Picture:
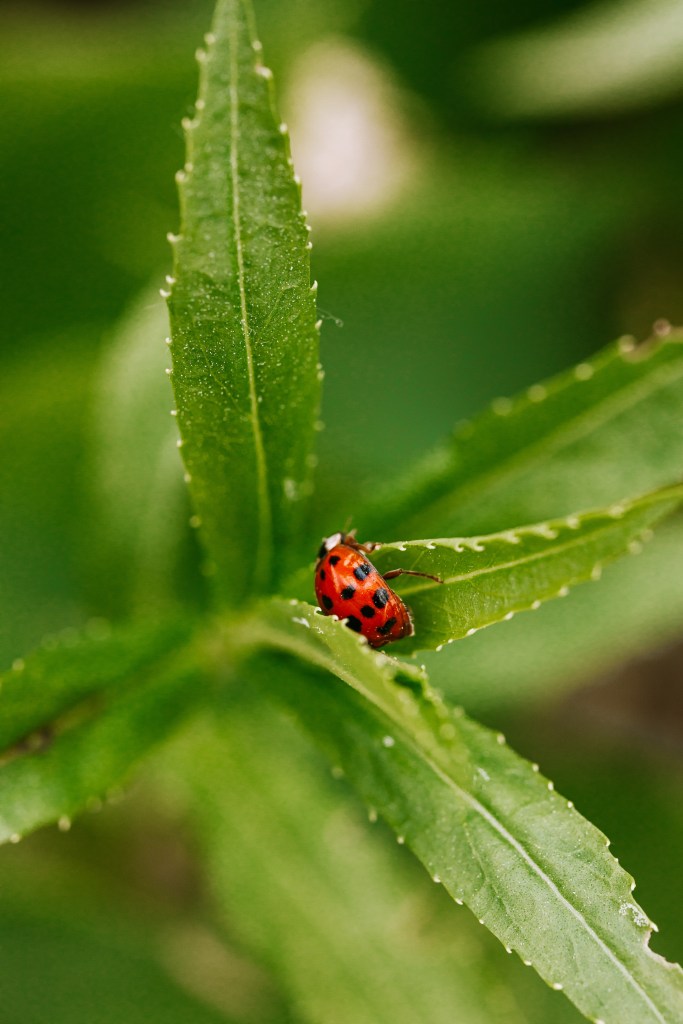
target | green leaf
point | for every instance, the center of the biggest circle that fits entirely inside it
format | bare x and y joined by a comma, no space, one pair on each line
74,666
83,750
140,502
243,317
481,819
637,607
582,439
487,579
98,971
343,916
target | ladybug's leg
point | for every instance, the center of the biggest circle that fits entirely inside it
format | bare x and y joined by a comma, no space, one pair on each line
392,573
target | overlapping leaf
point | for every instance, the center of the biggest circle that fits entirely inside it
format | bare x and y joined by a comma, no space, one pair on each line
483,821
486,579
342,916
243,317
579,440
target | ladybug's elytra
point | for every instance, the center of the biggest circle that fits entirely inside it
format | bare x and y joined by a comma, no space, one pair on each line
347,585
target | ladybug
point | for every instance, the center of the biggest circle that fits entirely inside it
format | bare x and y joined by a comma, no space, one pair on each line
347,585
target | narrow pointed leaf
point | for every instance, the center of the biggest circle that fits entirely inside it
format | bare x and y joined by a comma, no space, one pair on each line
582,439
243,316
482,820
278,836
637,606
486,579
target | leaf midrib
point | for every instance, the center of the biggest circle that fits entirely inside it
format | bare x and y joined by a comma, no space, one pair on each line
262,555
288,643
557,549
550,443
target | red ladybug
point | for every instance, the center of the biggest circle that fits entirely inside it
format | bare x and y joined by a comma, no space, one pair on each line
347,585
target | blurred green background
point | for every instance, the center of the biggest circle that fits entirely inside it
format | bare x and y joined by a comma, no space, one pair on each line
495,194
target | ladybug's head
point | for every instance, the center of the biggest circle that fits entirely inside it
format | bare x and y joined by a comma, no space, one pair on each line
329,543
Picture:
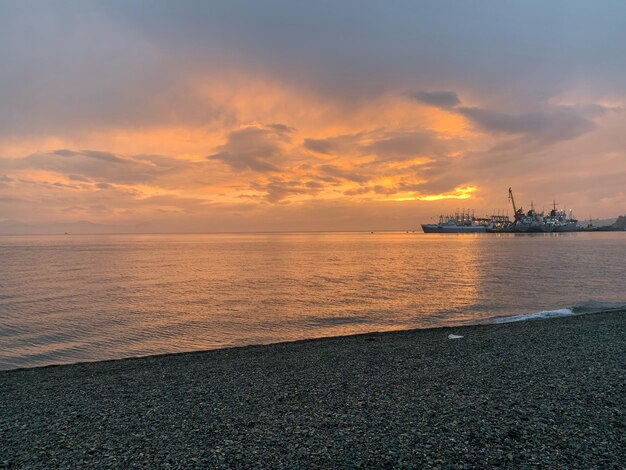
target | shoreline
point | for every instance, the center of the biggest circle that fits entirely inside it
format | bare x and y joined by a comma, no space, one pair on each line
529,393
491,321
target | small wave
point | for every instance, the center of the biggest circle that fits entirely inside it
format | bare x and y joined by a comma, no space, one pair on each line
562,312
582,309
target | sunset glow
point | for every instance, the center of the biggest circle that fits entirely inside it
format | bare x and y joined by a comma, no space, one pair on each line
167,125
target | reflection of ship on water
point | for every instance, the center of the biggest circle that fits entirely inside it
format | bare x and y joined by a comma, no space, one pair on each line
523,222
533,221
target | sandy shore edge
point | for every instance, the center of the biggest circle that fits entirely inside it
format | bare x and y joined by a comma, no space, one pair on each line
535,393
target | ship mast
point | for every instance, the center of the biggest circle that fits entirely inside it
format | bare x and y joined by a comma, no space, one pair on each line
512,199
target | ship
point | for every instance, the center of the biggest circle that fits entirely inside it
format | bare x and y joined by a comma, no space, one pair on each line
536,222
463,222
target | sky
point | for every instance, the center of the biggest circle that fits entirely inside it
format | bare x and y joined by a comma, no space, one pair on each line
198,116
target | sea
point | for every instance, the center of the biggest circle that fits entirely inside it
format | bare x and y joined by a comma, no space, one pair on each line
74,298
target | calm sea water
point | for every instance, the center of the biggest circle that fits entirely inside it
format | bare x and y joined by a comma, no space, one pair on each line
73,298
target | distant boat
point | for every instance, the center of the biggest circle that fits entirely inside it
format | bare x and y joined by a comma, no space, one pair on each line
462,222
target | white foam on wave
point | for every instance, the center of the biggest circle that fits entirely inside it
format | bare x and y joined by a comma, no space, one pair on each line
562,312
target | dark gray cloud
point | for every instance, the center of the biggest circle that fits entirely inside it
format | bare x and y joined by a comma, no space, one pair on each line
325,146
440,99
253,148
402,145
556,124
350,175
104,167
116,63
279,189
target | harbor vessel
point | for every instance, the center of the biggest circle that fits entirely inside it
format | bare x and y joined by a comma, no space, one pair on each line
536,222
465,222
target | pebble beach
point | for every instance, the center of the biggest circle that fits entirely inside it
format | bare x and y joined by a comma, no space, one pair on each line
537,394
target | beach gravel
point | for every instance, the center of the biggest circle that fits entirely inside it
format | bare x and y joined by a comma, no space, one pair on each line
535,394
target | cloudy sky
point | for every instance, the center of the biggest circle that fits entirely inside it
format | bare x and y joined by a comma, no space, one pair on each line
325,115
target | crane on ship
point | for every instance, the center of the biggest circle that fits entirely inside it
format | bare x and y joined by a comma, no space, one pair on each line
517,213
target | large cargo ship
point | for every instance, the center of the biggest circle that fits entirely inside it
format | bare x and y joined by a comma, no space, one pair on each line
531,221
465,222
536,222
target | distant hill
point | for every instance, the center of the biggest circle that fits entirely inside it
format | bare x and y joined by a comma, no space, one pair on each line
14,227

_TASK TO CARRY OUT_:
The material must be returned exactly, with its pictures omitted.

_RESULT OF THE TASK_:
Picture:
target | green leaf
point | for every instance, the center of the biggest circle that fits entirely inside it
format | bare x and y joined by a comma, no space, one pair on each line
74,666
83,750
140,502
243,317
481,819
637,607
582,439
487,579
98,971
343,916
target | ladybug's leg
point | for every instance, the center of the biggest circle that fits entirely inside it
format | bare x and y joined by a comma, no space, one pair on each line
392,573
target | overlapping leaf
point | for every instance, the center of the biggest circle that fits entirely inside it
format | bare x and y joined by a comma, no space, one pair on each line
483,821
486,579
342,916
243,317
579,440
target | ladybug's elytra
point | for every instance, the center of the biggest circle that fits entirely inside it
format | bare x and y joined by a comma, no space, one pair on each line
347,585
target | ladybug
point | for every instance, the center of the biggest circle that fits entirely inside it
format | bare x and y joined by a comma, no space, one pair on each line
347,585
target | narrow pointed leaf
point | for every instance, the center of the biggest circle that fits entirely inside it
format | bare x and y joined by a comma, no space, one pair on each line
582,439
243,316
482,820
278,836
637,606
486,579
target | leaf midrib
point | for every instance, the center of the biggest circle that fits entirely inside it
format | bare x and y joined by a comma, no space, one pair on each line
262,555
288,643
557,549
550,443
target | red ladybug
point | for every instance, the center of the biggest circle that fits entirely inside it
format | bare x and y joined by a comma, no space, one pair on each line
347,585
target | blurred green background
point | for every instance, the center of the biggest circle that fits entirely inside it
format | bare x and y joined by a comma, no space, one pair on each line
495,194
target | ladybug's head
point | for every instance, the center of the biggest circle that fits entirely inside it
format | bare x and y joined by a comma, no space, one pair on each line
329,543
Picture:
target | shoreline
point | for every instance, the center of the biggest circle that fits entirely inside it
format | bare x and y joined by a comma, no space, one pair on each line
529,393
491,321
target | small wave
point | for every instance, the center of the biggest circle that fits entirely inside it
format | bare x and y joined by a comma, no space, one pair on each line
562,312
582,309
target | sunset glow
point | for every instance, the center of the biggest circle that fits entirely inside it
format | bare x and y joined by a comma, no space, one pair on each line
167,125
target | reflection of ship on water
point | for every instance, the center of the biggest circle that fits entirely inside it
format | bare x and y joined by a comma, no space, one pair on each line
523,222
533,221
target | sandy shore edge
point | for every instance, the center of the biggest circle that fits entirely inside it
format | bare x and y joined by a comma, no space, one pair on each line
535,393
target | ship mast
point | for every instance, the center of the biggest circle that fits entirely inside it
format | bare x and y joined by a comma, no space, one pair on each line
512,199
target | ship
point | for every instance, the center of the biggest circle that fits entirely inside it
format | bare x and y joined by a comma, no space, one pair on each line
536,222
463,222
target | sky
point | for every instance, the center of the biggest circle that fits entirely inside it
format | bare x and y joined by a comma, no space, one pair on each line
198,116
target | sea
point | for every instance, the center of the biggest circle that fits entirely inside it
format | bare x and y joined by a comma, no space, one pair on each line
74,298
target | calm sea water
point | for every instance, the center of the biggest circle that fits entirely inside it
format | bare x and y joined by a comma, no space, one pair on each line
73,298
target | distant boat
point | for every instance, the center of the biggest circle that fits entirely inside it
format | bare x and y joined by a comma, no space, one pair on each line
462,222
target | white foam on wave
point | for every instance, the center of the biggest circle that fits entirely inside it
format | bare x and y joined by a comma, no space, one pair on each line
562,312
target | dark gray cloud
point | for every instance, the center of the biggest circle that fits entirely inside it
format | bare x and y joined by a comma, no space, one pair on each line
325,146
440,99
253,148
402,145
556,124
350,175
104,167
116,63
279,189
target | harbor vessel
point | for every instance, the center of the biggest circle that fits entirely inside it
format | bare x and y joined by a comma, no space, one pair on each line
536,222
465,222
target | pebble beach
point | for every instance, the center of the biggest circle that fits entirely inside it
format | bare x and y joined by a comma, no space, one pair on each line
537,394
target | beach gravel
point | for every instance, the center of the biggest circle that fits entirely inside it
format | bare x and y joined by a comma, no space, one pair on each line
535,394
target | cloudy sky
point | for every instance, the center of the biggest circle that fits entirely inside it
format | bare x and y joined by a comma, no space, one pair on each line
325,115
target | crane on ship
point | for every instance, the center of the biggest circle that fits entirely inside it
format | bare x and y joined by a comma, no space, one pair on each line
517,213
target | large cargo ship
point | for every instance, the center of the biggest circle that fits entirely inside it
format | bare x and y joined by a comma, no space, one pair on each line
531,221
465,222
536,222
target | distant hill
point | for every instance, the center of the biggest circle that fits entirely inside it
format | bare x and y joined by a comma, no space, one pair on each line
14,227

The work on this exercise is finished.